**What is being asked:** Gather each line of the records below that contains the string "jacket", copying every such line in full. Case counts when matching.

(Records for identifying positions)
++++++

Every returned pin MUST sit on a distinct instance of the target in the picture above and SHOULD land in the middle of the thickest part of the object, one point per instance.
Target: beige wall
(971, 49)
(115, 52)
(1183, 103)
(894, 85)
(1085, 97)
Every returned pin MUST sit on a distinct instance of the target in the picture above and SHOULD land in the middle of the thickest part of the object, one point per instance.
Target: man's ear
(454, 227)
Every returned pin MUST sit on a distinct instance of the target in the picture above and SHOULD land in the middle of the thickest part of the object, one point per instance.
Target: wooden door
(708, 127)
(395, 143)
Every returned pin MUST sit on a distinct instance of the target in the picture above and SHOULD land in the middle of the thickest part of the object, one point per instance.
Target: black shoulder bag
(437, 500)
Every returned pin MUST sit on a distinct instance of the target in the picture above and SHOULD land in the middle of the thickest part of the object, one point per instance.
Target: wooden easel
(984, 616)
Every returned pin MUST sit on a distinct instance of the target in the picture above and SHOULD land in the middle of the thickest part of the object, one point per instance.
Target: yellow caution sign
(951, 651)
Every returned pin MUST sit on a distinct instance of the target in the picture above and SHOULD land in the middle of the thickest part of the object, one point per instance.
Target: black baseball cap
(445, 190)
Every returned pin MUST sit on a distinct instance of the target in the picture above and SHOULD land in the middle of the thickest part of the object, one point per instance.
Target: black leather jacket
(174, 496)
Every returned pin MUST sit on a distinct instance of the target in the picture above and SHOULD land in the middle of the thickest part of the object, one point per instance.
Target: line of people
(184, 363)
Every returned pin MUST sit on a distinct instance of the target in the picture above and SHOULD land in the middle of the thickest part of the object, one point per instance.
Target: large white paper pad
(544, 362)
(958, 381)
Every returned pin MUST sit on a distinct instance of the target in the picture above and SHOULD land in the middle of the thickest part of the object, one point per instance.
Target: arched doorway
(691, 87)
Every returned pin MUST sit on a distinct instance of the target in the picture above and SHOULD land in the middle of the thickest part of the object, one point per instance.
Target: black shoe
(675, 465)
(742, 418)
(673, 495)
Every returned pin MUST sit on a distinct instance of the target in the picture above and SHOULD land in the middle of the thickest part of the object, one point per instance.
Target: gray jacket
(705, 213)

++++++

**Output for this exercise:**
Target: black leather jacket
Target: gray jacket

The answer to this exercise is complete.